WHAT YOU ARE ASKED TO DO ▸
Lines in the listing under this task are to be copied exactly.

DATA TO EXAMINE ▸
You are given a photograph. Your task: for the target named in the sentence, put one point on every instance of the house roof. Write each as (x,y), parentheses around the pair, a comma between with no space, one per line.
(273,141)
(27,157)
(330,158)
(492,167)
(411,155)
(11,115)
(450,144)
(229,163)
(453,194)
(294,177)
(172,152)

WRITTEN ANSWER ▸
You are given a photograph. Your task: for the target named in the sentence, put one point on every instance of the house roof. Write each as (x,y), parentheses around the pair, a comma between with no space, one per line.
(273,141)
(27,157)
(330,158)
(492,167)
(411,155)
(11,115)
(450,144)
(229,163)
(453,194)
(294,177)
(172,152)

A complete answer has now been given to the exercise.